A run of records
[start]
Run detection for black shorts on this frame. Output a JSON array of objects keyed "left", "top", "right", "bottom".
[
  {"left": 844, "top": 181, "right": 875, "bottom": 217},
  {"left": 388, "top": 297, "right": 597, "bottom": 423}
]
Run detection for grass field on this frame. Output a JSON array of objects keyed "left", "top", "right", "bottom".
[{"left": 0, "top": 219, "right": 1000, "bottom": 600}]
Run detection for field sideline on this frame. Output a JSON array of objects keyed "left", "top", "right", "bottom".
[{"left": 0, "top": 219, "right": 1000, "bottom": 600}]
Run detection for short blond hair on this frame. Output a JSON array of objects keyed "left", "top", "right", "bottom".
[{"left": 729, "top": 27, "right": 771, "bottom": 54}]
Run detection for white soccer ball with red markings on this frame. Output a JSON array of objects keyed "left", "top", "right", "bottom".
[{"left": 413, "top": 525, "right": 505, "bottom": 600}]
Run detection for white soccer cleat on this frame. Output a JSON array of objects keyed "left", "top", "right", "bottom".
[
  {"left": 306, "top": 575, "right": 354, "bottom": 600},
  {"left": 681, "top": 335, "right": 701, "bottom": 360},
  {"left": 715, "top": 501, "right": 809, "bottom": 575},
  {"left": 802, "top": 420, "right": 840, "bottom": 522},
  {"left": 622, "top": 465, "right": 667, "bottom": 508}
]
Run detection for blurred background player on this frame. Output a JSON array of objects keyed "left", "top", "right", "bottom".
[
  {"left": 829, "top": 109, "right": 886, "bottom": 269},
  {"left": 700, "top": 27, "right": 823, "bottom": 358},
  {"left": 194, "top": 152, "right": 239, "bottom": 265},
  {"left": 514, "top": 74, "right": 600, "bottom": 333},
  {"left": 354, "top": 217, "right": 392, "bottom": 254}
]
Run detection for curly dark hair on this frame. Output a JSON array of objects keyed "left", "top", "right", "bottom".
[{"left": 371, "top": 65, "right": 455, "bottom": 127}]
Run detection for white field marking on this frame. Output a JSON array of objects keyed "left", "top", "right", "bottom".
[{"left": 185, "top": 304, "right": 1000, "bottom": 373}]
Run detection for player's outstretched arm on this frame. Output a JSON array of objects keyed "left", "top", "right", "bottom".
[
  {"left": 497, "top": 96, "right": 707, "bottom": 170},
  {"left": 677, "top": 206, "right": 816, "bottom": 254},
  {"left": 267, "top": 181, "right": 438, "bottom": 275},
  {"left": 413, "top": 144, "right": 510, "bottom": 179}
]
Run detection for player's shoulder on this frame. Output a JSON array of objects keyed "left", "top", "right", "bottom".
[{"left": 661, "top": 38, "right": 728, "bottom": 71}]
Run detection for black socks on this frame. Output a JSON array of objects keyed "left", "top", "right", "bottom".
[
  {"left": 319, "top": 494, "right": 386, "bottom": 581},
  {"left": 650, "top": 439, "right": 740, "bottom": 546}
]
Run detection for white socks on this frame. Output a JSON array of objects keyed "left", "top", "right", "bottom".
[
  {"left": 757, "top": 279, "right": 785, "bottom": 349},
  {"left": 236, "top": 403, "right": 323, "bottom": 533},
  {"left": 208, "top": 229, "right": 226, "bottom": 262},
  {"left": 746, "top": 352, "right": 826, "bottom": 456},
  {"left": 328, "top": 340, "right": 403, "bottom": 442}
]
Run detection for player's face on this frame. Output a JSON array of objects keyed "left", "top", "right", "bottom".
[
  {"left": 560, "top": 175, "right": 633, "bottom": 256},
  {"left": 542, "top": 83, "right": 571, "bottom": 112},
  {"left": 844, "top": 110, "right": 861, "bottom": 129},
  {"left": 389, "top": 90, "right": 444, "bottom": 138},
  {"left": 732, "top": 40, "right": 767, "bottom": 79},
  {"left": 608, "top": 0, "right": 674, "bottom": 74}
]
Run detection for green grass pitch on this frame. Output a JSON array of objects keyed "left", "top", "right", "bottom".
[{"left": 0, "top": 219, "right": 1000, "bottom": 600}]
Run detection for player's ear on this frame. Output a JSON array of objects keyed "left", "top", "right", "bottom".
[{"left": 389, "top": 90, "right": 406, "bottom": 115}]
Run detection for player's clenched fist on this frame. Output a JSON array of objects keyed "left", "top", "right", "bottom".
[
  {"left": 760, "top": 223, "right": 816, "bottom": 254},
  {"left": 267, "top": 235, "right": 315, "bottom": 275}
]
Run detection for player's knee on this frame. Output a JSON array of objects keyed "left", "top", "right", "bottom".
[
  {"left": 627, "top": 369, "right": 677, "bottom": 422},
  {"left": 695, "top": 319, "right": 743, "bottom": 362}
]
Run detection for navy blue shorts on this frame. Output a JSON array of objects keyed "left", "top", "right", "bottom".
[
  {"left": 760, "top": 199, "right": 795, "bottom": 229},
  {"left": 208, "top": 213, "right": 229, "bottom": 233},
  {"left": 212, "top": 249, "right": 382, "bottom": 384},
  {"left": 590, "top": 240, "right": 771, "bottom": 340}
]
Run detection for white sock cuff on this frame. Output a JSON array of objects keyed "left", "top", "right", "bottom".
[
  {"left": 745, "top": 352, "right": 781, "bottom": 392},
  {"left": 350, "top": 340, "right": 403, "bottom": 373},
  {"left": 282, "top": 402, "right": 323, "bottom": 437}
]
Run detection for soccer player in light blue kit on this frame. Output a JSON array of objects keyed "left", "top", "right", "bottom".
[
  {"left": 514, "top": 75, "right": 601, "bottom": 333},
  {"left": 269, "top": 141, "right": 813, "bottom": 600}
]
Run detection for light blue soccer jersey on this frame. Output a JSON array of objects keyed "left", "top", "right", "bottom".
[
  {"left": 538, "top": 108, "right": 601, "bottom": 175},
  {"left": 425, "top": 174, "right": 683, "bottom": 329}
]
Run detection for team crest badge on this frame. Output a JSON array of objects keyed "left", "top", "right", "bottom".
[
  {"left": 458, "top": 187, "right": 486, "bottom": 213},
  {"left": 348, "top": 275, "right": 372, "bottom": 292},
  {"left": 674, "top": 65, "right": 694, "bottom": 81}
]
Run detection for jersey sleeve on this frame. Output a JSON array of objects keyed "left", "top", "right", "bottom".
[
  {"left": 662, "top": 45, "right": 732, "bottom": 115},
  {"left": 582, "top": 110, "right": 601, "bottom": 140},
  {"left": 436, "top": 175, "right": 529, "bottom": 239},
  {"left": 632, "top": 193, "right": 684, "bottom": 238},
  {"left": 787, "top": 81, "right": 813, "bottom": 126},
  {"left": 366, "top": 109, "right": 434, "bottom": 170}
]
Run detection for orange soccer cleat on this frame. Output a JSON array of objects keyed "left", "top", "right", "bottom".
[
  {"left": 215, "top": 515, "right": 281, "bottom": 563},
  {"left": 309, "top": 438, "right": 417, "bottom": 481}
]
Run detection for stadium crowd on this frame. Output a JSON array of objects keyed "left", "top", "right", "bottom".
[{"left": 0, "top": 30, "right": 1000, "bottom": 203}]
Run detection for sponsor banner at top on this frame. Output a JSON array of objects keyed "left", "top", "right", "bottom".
[end]
Exercise requirements - Write out the lines of the listing above word for word. Begin at the line that has "Run detection for jersey" and stop after the last line of the listing.

Final result -
Run detection for jersey sleeve on this frame. Output a JSON array of objects keyed "left", "top", "right", "bottom".
[
  {"left": 662, "top": 45, "right": 732, "bottom": 115},
  {"left": 582, "top": 110, "right": 601, "bottom": 140},
  {"left": 436, "top": 175, "right": 529, "bottom": 239},
  {"left": 632, "top": 193, "right": 684, "bottom": 238},
  {"left": 787, "top": 81, "right": 813, "bottom": 126},
  {"left": 366, "top": 109, "right": 434, "bottom": 170}
]
Run detection for orange soccer cleat on this frame. Output a JSON array of objects keyed "left", "top", "right", "bottom".
[
  {"left": 215, "top": 515, "right": 281, "bottom": 563},
  {"left": 309, "top": 438, "right": 417, "bottom": 481}
]
Run detection for stadium crowd on this frame. Output a JSON array of objects keyed "left", "top", "right", "bottom".
[{"left": 0, "top": 30, "right": 1000, "bottom": 203}]
Run detection for sponsor banner at top on this frame. Output a JSON array of objects keyed "left", "top", "right", "bottom".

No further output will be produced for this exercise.